Task to complete: Leave out the pictures and return every entry exactly as it appears.

Exercise data START

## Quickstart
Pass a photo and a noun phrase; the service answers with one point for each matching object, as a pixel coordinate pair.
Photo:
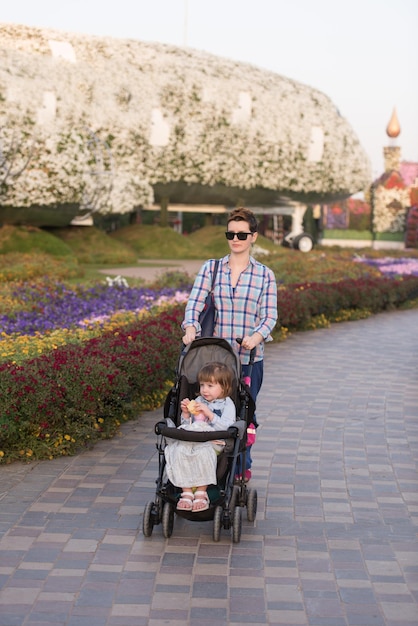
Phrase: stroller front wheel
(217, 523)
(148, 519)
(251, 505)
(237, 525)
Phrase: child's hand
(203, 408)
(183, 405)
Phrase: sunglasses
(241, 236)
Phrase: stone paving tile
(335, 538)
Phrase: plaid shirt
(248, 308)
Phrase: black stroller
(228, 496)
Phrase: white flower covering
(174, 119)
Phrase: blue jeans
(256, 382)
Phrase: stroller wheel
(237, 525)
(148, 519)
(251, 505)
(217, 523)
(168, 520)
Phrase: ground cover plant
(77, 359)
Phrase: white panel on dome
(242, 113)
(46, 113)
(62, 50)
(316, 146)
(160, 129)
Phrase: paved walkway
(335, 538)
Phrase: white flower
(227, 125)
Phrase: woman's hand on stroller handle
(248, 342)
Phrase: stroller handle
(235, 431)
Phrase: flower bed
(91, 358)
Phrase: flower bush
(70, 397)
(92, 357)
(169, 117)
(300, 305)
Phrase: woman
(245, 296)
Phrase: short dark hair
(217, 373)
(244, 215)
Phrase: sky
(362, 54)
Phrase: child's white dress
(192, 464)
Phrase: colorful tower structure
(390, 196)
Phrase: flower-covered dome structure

Exercise data END

Response:
## Quickstart
Pass a photo and a noun phrase; the service answers with one point for each matching object, as a pixel coordinate pair.
Photo:
Phrase: stroller front wheel
(217, 523)
(148, 519)
(251, 505)
(237, 525)
Phrase: child's hand
(203, 408)
(183, 405)
Phrase: sunglasses
(241, 236)
Phrase: stone paving tile
(335, 538)
Phrase: plaid shirt
(248, 308)
Phrase: black stroller
(228, 496)
Phrase: white flower covering
(174, 119)
Phrase: blue jeans
(256, 382)
Phrase: stroller wheel
(237, 525)
(148, 519)
(251, 505)
(217, 523)
(168, 520)
Phrase: ground cover plant
(77, 359)
Phrase: white panel on dome
(242, 113)
(46, 113)
(62, 50)
(316, 146)
(160, 129)
Phrase: paved walkway
(335, 538)
Phrase: white flower
(227, 125)
Phrase: woman's hand on stroller handle
(248, 342)
Phrase: stroller handle
(235, 431)
Phrase: flower bed
(91, 358)
Phrase: flower bush
(70, 397)
(92, 357)
(169, 117)
(300, 305)
Phrase: woman
(245, 296)
Phrase: short dark hair
(217, 373)
(244, 215)
Phrase: sky
(362, 54)
Phrase: child's white dress
(192, 464)
Phrase: colorful tower structure
(390, 196)
Phrase: flower-covered dome structure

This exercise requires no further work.